# Reading text:
┄┄┄┄┄┄┄┄┄┄

IT CAN be a little strange to think you can catch a flight from Sumburgh Airport and land in another country just over an hour later.
But that’s exactly what you get with Loganair’s direct summer service to Bergen.
The airline operates flights to and from Sumburgh and the Norwegian city on Wednesdays and Saturdays during the summer months.
The service leaves Sumburgh on Wednesdays at 2.50pm and Saturdays at 11.30am, while it departs Bergen at 5.50pm on Wednesdays and 2.15pm on Saturdays.
In one hour and 10 minutes you can touch down in Norway’s second largest city, which is also known as the gateway to the fjords.
While in Bergen there is plenty to see and do, from sightseeing and eating out to visiting the city’s numerous museums and attractions.
Or you can step out of the city by taking a trip to Norway’s famous fjords.
You can save money too by buying the Bergen Card, which gives you free access to a host of attractions – as well as a number of discounts – for either 24 hours, 48 hours or 72 hours.
Take trip on the Fløibanen funicular railway up Mount Floyen to catch an awe-inspiring view of Bergen – and a chance to meet a flock of goats which reside at the summit.
There’s also the famous Bryggen waterfront, resplendent with its colourful wooden buildings, and the Lille Lungegaardsvannet park which gives inspiring views up towards Mount Floyen.
For travellers watching their time, a three-hour round trip to Mostraumen gives you a chance to experience Norway’s fjords up close without spending a full day on the water.
So close, in fact, that staff will edge up to a waterfall to grab a bucket of fresh water for passengers to sample.
Bergen’s history can be delved into at the Bryggens Museum, or the Bergenhus fortress, while there’s the Hanseatic Museum too.
Not too far away at Bryggen is a statue dedicated to Leif Andreas Larsen, who played an important role in the Shetland Bus operation between the isles and Norway in World War II.
The nearby fish market is one of Norway’s most visited outdoor markets and since the 1200s it has been a meeting place for merchants and fishermen, while the KODE art museums house work by Edvard Munch among others.
For something a bit different, try the Fantoft Stave Church – a unique-looking reconstruction of a church, surrounded by woodland, which was burnt down in the 1990s.
There’s also the leprosy museum, a preserved 18th century hospital complex exploring Norway’s leprosy history, where you can have a look inside its adjoining church.
The Bergen Card also gives free transport on the light rail network, as well as buses, meaning that attractions are easy to access.
The city itself is home to less than 300,000 people, giving it a cosy feel while offering all the attractions you would expect in a European city.
Bergen has a variety of accommodation to suit all travellers, but try the funky Hotel Oleana for a prime central location and uniquely fresh decor.
Loganair also offers year-round flights to Bergen from Inverness, while there are flights from Kirkwall and Glasgow in the summer.
The airline’s commercial director Kay Ryan said: “Loganair have been operating a summer schedule for several years now connecting Sumburgh and Bergen which is a popular route for leisure travellers both inbound from Norway and for those in Shetland wanting to travel to Bergen and farther afield into Norway.”

┄┄┄┄┄┄┄┄┄┄

# Tasks to complete:
1 – According to the article on flights to Bergen, on which days does Loganair fly between Sumburgh and Bergen during the summer?
2 – Rewrite the part of the Bergen article starting at "For something a" and ending at "its adjoining church.", changing "woodland" to "forest".

# Provided material:
┄┄┄┄┄┄┄┄┄┄

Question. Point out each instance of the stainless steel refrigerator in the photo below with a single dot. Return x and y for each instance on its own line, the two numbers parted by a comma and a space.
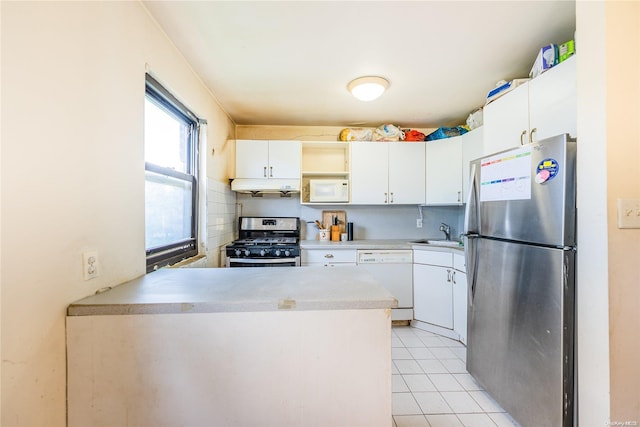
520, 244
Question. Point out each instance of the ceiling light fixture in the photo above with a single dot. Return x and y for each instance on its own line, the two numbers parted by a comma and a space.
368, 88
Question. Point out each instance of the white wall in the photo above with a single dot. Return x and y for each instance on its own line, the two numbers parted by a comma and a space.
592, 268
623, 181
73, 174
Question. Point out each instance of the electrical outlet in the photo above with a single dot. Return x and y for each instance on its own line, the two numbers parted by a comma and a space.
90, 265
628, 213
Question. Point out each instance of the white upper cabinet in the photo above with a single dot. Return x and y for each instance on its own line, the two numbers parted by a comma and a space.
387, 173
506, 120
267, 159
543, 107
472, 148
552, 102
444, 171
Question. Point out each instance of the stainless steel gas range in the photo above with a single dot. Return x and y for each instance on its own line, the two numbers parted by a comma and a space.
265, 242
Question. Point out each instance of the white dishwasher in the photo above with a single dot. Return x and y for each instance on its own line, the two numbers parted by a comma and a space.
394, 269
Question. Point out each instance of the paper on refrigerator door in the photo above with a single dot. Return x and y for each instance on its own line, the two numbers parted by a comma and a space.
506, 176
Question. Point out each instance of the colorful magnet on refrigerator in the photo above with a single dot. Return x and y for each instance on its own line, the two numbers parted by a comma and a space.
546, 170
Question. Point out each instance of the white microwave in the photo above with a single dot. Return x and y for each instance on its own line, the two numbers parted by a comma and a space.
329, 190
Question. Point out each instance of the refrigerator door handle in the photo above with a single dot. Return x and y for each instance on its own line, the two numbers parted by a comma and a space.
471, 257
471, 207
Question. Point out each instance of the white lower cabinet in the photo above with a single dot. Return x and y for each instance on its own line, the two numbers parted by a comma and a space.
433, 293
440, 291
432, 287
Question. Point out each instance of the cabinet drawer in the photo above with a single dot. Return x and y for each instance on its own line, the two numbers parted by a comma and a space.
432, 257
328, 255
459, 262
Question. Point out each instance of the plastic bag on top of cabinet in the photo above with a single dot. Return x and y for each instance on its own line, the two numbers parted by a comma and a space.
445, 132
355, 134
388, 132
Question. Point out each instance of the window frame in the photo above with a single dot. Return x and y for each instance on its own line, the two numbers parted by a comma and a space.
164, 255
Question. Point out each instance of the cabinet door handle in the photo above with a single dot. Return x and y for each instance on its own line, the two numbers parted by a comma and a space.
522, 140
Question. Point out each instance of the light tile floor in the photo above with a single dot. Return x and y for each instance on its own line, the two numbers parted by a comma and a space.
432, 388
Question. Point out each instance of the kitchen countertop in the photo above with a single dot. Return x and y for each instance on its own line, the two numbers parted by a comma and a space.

┄┄┄┄┄┄┄┄┄┄

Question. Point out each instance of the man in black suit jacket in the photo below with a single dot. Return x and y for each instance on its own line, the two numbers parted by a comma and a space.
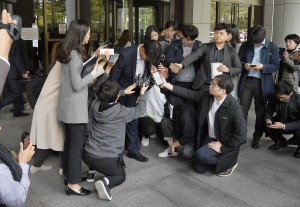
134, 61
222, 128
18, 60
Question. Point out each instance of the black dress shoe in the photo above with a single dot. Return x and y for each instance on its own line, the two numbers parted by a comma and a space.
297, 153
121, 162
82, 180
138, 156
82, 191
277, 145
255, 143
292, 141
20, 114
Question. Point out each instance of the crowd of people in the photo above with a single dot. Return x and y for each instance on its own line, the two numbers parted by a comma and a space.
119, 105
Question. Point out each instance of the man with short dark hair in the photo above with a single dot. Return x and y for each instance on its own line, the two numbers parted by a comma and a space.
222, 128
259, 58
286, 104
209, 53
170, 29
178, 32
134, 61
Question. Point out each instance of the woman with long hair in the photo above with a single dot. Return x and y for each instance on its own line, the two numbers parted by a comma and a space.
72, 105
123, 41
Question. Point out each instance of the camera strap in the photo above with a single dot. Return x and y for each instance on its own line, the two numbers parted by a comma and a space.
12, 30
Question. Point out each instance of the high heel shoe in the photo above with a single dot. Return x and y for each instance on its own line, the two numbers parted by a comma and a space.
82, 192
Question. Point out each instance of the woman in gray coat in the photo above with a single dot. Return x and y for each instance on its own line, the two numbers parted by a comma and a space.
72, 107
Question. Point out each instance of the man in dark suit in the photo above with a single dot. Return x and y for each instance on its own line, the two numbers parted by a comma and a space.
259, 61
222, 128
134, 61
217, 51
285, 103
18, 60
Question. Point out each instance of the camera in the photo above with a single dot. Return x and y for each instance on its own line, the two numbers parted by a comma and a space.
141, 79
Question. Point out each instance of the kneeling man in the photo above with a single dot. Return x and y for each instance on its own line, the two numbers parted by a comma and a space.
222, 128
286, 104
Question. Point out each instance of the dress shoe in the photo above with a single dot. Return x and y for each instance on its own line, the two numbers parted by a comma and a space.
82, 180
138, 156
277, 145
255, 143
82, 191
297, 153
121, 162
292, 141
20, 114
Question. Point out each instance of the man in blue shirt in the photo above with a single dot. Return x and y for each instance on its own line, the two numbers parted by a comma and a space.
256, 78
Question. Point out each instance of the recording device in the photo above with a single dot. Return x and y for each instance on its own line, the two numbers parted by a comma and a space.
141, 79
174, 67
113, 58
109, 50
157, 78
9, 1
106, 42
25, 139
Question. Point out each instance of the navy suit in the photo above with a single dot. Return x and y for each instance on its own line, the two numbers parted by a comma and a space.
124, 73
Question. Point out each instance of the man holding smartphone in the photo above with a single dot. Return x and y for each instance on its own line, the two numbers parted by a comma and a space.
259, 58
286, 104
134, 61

┄┄┄┄┄┄┄┄┄┄

# Responses:
1 – Wednesdays and Saturdays.

2 –
For something a bit different, try the Fantoft Stave Church – a unique-looking reconstruction of a church, surrounded by forest, which was burnt down in the 1990s.
There’s also the leprosy museum, a preserved 18th century hospital complex exploring Norway’s leprosy history, where you can have a look inside its adjoining church.